_Stated goal 1_: Please extract the stretch of the brand tracking passage from "Brand tracking also" through "for your competition.", copied word for word.
_Stated goal 2_: Write what comes next in the passage on brand tracking, picking up after its last sentence.

_Passage given_:
— BEGIN —

See what questions to ask on a brand performance survey.
The beauty of brand tracking is that you can use it not only to evaluate the performance of your own brand, but also to assess how well competing brands are doing—vital information to support your competitive strategy.
Find out if the customers of your competitors are even aware of your brand with this brand awareness survey template.
If you’ve recently implemented a new strategy, like a new customer service strategy, or a new marketing campaign, brand tracking is a great way to test its impact. This is another reason why brand tracking needs to be performed continuously. Doing so means you can quickly determine whether any strategic moves you’ve made have caused changes in your brand health.
Brand tracking also helps you to identify new trends and patterns in your industry—major sources of new opportunities. For example, if your brand tracking efforts reveal a growing interest in a new competitor, you might be prompted to investigate them further to see if they’re leveraging a new process or selling a new product that’s capturing your market’s attention.
Brush up on your industry knowledge with our solution for tracking industry trends.
If you’re in a highly competitive industry, you might want to keep tabs on your competitors to see if they’re making any moves that will affect your own strategy. Brand tracking can help you compare your brand to theirs and uncover areas of weakness for your competition.
So, now you know the benefits of brand tracking, but what exactly should you track? There are a number of different brand tracking metrics out there, which means that your brand tracking efforts can be both comprehensive and versatile in terms of outcomes and insight gained. If you want to create a comprehensive brand survey, make sure you cover the following areas:
Brand awareness is how familiar consumers are with your brand. If, for example, someone is asked to recommend a great running shoe, which brand will they suggest? Will they recommend Nike simply because it’s one of the most well-known athletic brands? You may be missing out on sales if your brand isn’t present in consumers’ minds. Find out where you stand with consumers with a brand awareness survey.
How frequently do consumers purchase your product or service? Are they purchasing from your competitors? If runners recommend Nike to all of their friends–and you’re trying to break into the market–how can you show consumers you’re a better brand? Understanding consumers’ brand usage will help you see where you stand, and enable competitive analysis to help you find the right niche.

— END —

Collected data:
— BEGIN —

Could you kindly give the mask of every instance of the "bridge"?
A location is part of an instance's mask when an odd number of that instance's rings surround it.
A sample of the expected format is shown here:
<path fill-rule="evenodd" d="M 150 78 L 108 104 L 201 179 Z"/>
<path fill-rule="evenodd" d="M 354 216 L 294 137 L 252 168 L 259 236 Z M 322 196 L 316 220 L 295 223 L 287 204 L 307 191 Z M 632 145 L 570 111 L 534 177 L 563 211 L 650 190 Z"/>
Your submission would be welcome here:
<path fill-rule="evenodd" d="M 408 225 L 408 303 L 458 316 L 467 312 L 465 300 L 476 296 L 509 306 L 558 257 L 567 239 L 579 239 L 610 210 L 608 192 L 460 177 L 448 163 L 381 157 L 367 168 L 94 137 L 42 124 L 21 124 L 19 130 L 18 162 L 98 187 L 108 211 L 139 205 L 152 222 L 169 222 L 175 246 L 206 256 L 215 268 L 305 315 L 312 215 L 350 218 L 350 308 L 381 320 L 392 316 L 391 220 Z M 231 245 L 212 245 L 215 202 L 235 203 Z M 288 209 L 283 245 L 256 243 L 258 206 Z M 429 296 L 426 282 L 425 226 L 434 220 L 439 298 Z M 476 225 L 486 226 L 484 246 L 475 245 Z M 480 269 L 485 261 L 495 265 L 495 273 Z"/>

— END —

_Reply 1_:
Brand tracking also helps you to identify new trends and patterns in your industry—major sources of new opportunities. For example, if your brand tracking efforts reveal a growing interest in a new competitor, you might be prompted to investigate them further to see if they’re leveraging a new process or selling a new product that’s capturing your market’s attention.
Brush up on your industry knowledge with our solution for tracking industry trends.
If you’re in a highly competitive industry, you might want to keep tabs on your competitors to see if they’re making any moves that will affect your own strategy. Brand tracking can help you compare your brand to theirs and uncover areas of weakness for your competition.

_Reply 2_:
What do consumers think your brand should do for them? Are you meeting their expectations? What benefits and pitfalls do they associate with your product category? A part of the reason consumers may think positively of your brand is not based on convenience or price, but how well you fulfill their needs. Getting consumers’ opinion about your brand attributes can help you understand where you’re doing well, and what you need to improve your message.
Be sure to include questions that ask consumers whether or not they’re planning on purchasing your product or service in the future. Comparing purchase intent before and after an advertising campaign is a great way to see how you’re doing.
It’s easy for marketers to get caught up in common metrics when trying to track the impact of their campaigns. Site visits, clickthrough rates, and impressions are all important, but not necessarily a good indicator of how people feel.
To fully understand the impact of an ad or marketing campaign, marketers need to measure the “brand lift”. The term brand lift refers to an increase in target audience perception; something that can seem hard to measure. While you can’t read people’s minds, marketers can quantify how people feel about their brand, specifically in the context of a specific campaign.
To test brand lift, customer feedback is critical. It’s important that marketers conduct market research surveys that include questions that will measure sentiment and test the messaging of their ads. Asking question types that probe on values like brand awareness, brand recall, customer purchase intent, and customer affinity can help quantify perception about an ad, and give marketers a sense of whether their messaging is hitting the mark.
A brand lift survey helps identify both favorable and negative changes throughout the purchase cycle. Marketers can track how their target audience feels post-campaign at each stage of the buying journey; from awareness, perception, consideration as well as purchase intent. This is why brand lift is so important—it can be a key metric of what people plan to do after they see your ad, and whether your efforts have improved the chances of converting them to customers.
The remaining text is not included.